■ **Problem to work on**
Reproduce the entries that follow verbatim, down to the final line.

Source data:

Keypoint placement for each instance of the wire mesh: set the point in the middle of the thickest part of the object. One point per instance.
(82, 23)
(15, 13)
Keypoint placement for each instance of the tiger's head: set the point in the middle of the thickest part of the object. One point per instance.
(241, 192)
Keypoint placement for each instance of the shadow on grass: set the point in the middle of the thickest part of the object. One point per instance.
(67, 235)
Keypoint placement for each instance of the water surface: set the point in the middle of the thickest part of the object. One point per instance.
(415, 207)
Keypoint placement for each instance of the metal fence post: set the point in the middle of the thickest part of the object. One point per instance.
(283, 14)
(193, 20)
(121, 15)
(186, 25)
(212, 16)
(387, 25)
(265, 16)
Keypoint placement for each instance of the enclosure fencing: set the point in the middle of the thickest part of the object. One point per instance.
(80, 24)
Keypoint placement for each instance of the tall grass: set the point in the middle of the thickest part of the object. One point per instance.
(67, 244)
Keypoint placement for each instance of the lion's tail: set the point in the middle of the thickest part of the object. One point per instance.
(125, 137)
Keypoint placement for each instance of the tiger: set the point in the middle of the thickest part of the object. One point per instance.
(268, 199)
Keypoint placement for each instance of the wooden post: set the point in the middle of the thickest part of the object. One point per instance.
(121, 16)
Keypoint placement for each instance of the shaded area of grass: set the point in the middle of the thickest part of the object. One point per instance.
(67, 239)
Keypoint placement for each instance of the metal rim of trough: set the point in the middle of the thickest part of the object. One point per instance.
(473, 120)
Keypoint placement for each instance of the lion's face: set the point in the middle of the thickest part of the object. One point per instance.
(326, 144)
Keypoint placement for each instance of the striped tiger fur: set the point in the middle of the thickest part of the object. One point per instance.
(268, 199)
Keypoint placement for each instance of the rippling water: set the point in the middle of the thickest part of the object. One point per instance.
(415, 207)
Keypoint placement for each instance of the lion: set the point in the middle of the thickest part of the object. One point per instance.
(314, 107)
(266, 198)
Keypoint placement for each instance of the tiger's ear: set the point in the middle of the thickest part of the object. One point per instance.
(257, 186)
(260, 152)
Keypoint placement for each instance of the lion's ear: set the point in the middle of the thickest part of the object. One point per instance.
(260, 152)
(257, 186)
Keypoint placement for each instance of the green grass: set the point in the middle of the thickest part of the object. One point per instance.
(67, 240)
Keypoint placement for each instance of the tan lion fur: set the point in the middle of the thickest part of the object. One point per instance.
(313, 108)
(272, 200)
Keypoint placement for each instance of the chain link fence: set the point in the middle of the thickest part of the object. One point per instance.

■ **Completed task**
Keypoint placement for each instance of the wire mesh: set the point in the middle of the thickest part of the object. One point per instance.
(82, 23)
(15, 13)
Keypoint placement for each instance of the tiger's head: set the point in the middle of the thickest part of the object. One point per instance.
(241, 192)
Keypoint placement for each instance of the shadow on grass: set the point in the middle of the thickest part of the object. One point per instance.
(67, 235)
Keypoint placement for each instance of the water surface: set the point in the middle of the thickest part of the object. One point per instance.
(415, 207)
Keypoint placement for each instance of the metal fence post: set the point in the middle of the thickest part of the object. One point per instance.
(283, 14)
(193, 20)
(121, 15)
(186, 25)
(212, 16)
(387, 25)
(265, 16)
Keypoint placement for each instance of the enclosure fencing: set the point in the middle of the thickest part of the object. One point per instance.
(80, 24)
Keypoint placement for each instance of the tall grass: set the point in the middle of the thickest part of the object. One point per instance.
(67, 244)
Keypoint placement for each instance of the lion's tail: set the point in the middle of the thickest part of the object. One point per instance.
(125, 137)
Keypoint placement for each instance of the tiger: set the point in the middle of the thickest part of the object. One point per instance.
(268, 199)
Keypoint placement for each instance of the wooden post: set the point in the middle of the thickest part of the object. One point per instance.
(121, 16)
Keypoint placement for each instance of the shaded area of grass: set the point in the middle of the thickest part of the object. One point per instance.
(67, 239)
Keypoint placement for each instance of the metal rim of trough: set the point in the middle of the thickest part of the object. One point per instance.
(473, 120)
Keypoint placement for each instance of the lion's face: set the point in the middle of the thickest part of the object. One point per instance.
(326, 144)
Keypoint placement for each instance of the striped tiger fur: set the point in the middle of the thickest part of the object. One point per instance.
(268, 199)
Keypoint placement for each instance of the rippling water: set the point in the middle of the thickest part of the object. One point per instance.
(415, 207)
Keypoint placement for each instance of the lion: set the point in the middle of the thickest part of the object. One point per instance.
(314, 107)
(266, 198)
Keypoint placement for each instance of the tiger's ear: set the point in the middle of the thickest part of the object. One point per instance.
(257, 186)
(260, 152)
Keypoint placement for each instance of the lion's ear: set the point in the middle of the thickest part of the object. One point per instance.
(260, 152)
(257, 186)
Keypoint placement for each instance of the green grass: set the point in the middle of the thickest part of the object. One point per instance.
(67, 240)
Keypoint placement for each instance of the tan lion fur: set the point in the middle of the thickest part of the object. One point per instance.
(313, 108)
(272, 200)
Keypoint placement for each instance of the chain link fence: set the point in the middle of the thickest part of the object. One point per instance.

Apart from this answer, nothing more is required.